Would you print the records below without changing anything?

● **PROVIDED MATERIAL**:
━━━━━━
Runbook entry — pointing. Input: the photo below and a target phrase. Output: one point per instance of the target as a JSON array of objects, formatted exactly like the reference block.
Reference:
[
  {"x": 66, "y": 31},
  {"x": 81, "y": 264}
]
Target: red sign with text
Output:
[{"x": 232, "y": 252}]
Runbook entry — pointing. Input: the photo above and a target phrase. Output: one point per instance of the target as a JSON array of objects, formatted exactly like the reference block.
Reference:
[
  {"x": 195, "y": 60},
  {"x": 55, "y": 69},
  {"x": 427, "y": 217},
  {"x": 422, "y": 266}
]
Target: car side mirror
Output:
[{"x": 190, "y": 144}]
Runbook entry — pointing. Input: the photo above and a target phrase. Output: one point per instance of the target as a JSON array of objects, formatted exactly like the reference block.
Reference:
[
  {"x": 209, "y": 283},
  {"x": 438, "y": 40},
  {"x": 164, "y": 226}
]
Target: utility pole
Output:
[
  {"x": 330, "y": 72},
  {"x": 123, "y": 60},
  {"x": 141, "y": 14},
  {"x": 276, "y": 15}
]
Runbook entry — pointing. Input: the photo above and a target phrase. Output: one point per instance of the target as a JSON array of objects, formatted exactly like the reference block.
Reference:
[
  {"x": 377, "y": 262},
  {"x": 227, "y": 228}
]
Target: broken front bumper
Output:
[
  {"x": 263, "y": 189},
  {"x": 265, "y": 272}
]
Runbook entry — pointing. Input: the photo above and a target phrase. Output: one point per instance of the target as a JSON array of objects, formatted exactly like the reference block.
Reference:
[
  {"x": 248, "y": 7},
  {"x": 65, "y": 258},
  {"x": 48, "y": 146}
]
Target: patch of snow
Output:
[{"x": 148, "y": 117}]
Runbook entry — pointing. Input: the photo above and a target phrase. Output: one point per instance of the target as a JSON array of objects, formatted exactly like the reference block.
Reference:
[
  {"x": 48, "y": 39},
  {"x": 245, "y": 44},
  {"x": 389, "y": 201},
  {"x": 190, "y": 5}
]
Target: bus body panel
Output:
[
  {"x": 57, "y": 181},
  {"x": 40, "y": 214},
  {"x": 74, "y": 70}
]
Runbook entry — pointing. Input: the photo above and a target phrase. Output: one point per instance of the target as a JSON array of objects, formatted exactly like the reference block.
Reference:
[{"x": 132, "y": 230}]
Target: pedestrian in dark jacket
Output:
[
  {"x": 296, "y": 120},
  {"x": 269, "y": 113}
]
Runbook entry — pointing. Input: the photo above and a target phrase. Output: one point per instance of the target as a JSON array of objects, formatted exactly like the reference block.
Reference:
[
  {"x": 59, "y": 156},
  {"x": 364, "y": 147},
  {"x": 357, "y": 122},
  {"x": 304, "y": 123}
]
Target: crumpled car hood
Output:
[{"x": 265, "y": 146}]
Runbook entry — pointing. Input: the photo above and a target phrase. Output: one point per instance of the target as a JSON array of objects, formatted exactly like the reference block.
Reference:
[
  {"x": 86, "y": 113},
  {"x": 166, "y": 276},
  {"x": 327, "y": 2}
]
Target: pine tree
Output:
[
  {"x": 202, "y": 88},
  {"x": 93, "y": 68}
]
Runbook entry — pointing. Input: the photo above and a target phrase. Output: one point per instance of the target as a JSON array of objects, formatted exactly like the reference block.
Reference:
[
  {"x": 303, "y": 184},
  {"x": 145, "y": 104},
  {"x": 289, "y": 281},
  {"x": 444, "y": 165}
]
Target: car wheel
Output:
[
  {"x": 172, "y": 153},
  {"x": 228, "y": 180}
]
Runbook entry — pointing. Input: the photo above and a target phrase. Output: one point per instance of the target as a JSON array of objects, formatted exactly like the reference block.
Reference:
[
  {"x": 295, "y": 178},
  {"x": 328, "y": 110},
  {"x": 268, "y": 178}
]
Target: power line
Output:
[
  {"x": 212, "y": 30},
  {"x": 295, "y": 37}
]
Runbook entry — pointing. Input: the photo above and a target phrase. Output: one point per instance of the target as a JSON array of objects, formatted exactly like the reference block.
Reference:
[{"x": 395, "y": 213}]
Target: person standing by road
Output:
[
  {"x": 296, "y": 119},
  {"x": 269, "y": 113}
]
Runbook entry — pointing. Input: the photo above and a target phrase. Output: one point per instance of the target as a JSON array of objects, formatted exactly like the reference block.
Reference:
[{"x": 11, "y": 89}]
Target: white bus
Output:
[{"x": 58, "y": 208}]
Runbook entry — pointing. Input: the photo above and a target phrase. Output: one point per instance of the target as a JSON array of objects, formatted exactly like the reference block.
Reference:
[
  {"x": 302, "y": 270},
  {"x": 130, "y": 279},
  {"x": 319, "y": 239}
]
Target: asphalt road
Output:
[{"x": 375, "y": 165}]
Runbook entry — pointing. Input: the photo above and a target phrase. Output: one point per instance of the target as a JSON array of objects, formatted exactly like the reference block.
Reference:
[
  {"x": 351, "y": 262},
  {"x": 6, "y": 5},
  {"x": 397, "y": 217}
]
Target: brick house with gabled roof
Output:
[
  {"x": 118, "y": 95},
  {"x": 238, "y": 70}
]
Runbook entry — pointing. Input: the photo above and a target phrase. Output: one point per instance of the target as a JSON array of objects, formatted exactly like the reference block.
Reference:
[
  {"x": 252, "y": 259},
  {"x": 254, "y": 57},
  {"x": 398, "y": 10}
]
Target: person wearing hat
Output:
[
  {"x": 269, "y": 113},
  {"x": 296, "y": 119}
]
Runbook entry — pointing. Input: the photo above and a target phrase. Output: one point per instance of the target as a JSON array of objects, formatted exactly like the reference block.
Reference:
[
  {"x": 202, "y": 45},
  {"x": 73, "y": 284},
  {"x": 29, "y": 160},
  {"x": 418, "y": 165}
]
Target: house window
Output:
━━━━━━
● **ANSWER TO THIS EXERCISE**:
Runbook entry — pointing. Input: the photo below and a target phrase. Output: one point per instance of the target as a JSON array of objects, formatted exactly like the reference block.
Reference:
[
  {"x": 66, "y": 31},
  {"x": 81, "y": 264}
]
Target: red sign with text
Output:
[{"x": 232, "y": 252}]
Runbook entry — pointing. Input: the photo above and a target phrase. Output: one point per instance of the target as a JSON array of objects, formatted exactly like the reference block.
Reference:
[
  {"x": 195, "y": 60},
  {"x": 55, "y": 69},
  {"x": 427, "y": 217},
  {"x": 422, "y": 266}
]
Target: car side mirror
Output:
[{"x": 190, "y": 144}]
Runbook entry — pointing. Input: the photo above and a target phrase. Output: one point per instance of the target as a JSON array of objects, formatted exactly like the reference block.
Reference:
[
  {"x": 209, "y": 283},
  {"x": 438, "y": 40},
  {"x": 164, "y": 226}
]
Target: utility pole
Output:
[
  {"x": 330, "y": 72},
  {"x": 123, "y": 60},
  {"x": 141, "y": 14},
  {"x": 276, "y": 15}
]
Runbook entry — pointing. Input: the photo above and a target phrase. Output: one point per instance of the target as a JSON array of objects, formatted exactly like the reference block.
Reference:
[
  {"x": 377, "y": 262},
  {"x": 227, "y": 228}
]
Target: broken front bumper
Output:
[
  {"x": 263, "y": 189},
  {"x": 265, "y": 272}
]
Runbook entry — pointing. Input: the photo above and a target phrase. Output: one point per instance of the target as a JSON array of objects, formatted exactly like the reference block.
Reference:
[
  {"x": 248, "y": 7},
  {"x": 65, "y": 258},
  {"x": 48, "y": 146}
]
Target: patch of snow
Output:
[{"x": 148, "y": 117}]
Runbook entry — pointing. Input: the photo above and a target phrase. Output: one point per instance of the target as a JSON array of objects, formatted exactly like the reference block.
Reference:
[
  {"x": 48, "y": 39},
  {"x": 245, "y": 44},
  {"x": 389, "y": 201},
  {"x": 190, "y": 5}
]
Target: bus body panel
Output:
[
  {"x": 57, "y": 181},
  {"x": 40, "y": 214},
  {"x": 74, "y": 70}
]
Runbook entry — pointing. Input: the photo above and a target phrase. Output: one point per instance of the target as a JSON array of objects, formatted exactly like the reference block.
Reference:
[{"x": 132, "y": 230}]
Target: pedestrian in dark jacket
Output:
[
  {"x": 296, "y": 120},
  {"x": 269, "y": 113}
]
Runbook entry — pointing. Input: the photo above and a target phrase. Output: one point per instance of the target as a JSON array of objects, formatted exactly like the reference block.
Reference:
[
  {"x": 59, "y": 156},
  {"x": 364, "y": 147},
  {"x": 357, "y": 122},
  {"x": 304, "y": 123}
]
Target: crumpled car hood
Output:
[{"x": 265, "y": 146}]
Runbook entry — pointing. Input: the photo above and a target phrase. Output: one point per instance of the target as a JSON array of objects, formatted exactly like the reference block.
Reference:
[
  {"x": 86, "y": 113},
  {"x": 166, "y": 276},
  {"x": 327, "y": 2}
]
Target: pine tree
Output:
[
  {"x": 202, "y": 88},
  {"x": 93, "y": 68}
]
Runbook entry — pointing. Input: the photo above and a target phrase. Output: one point per instance of the target as a JSON array of objects, formatted exactly like the reference block.
Reference:
[
  {"x": 303, "y": 184},
  {"x": 145, "y": 104},
  {"x": 289, "y": 281},
  {"x": 444, "y": 165}
]
Target: car wheel
Output:
[
  {"x": 172, "y": 153},
  {"x": 228, "y": 180}
]
Runbook entry — pointing. Input: the photo above and a target phrase. Output: one point per instance of the target as a JSON array of objects, formatted exactly like the reference block.
Reference:
[
  {"x": 295, "y": 178},
  {"x": 328, "y": 110},
  {"x": 268, "y": 178}
]
Target: power line
Output:
[
  {"x": 212, "y": 30},
  {"x": 295, "y": 37}
]
Runbook entry — pointing. Input: the photo above and a target phrase. Output: one point per instance of the target as a JSON array of objects, formatted exactly like the reference block.
Reference:
[{"x": 395, "y": 213}]
Target: person standing by road
Output:
[
  {"x": 296, "y": 119},
  {"x": 269, "y": 113}
]
Runbook entry — pointing. Input: the photo above and a target phrase. Output: one point per instance of the target as a JSON array of objects, formatted exactly like the reference block.
Reference:
[{"x": 11, "y": 89}]
Target: white bus
Output:
[{"x": 58, "y": 208}]
Runbook entry — pointing. Input: the photo above and a target phrase. Output: one point per instance of the target as a JSON array of objects, formatted exactly like the reference block.
Reference:
[
  {"x": 302, "y": 270},
  {"x": 130, "y": 279},
  {"x": 319, "y": 239}
]
Target: asphalt road
Output:
[{"x": 375, "y": 165}]
Runbook entry — pointing. Input: the photo above and a target phrase. Output: one point per instance of the target as a JSON array of objects, formatted exactly like the reference block.
Reference:
[
  {"x": 351, "y": 262},
  {"x": 6, "y": 5},
  {"x": 397, "y": 217}
]
Target: brick house with gabled roof
Output:
[
  {"x": 118, "y": 95},
  {"x": 238, "y": 70}
]
Runbook entry — pointing. Input: the photo above and a target phrase. Output: one point per instance of the target as a JSON array of objects, formatted exactly like the reference block.
Reference:
[
  {"x": 252, "y": 259},
  {"x": 254, "y": 57},
  {"x": 398, "y": 10}
]
Target: person wearing hat
Output:
[
  {"x": 269, "y": 113},
  {"x": 296, "y": 119}
]
Runbook entry — pointing. Input: the photo above and a target phrase. Output: one point per instance of the target as a JSON array of objects, formatted exactly like the reference block.
Reference:
[
  {"x": 202, "y": 45},
  {"x": 73, "y": 284},
  {"x": 29, "y": 160},
  {"x": 418, "y": 165}
]
Target: house window
Output:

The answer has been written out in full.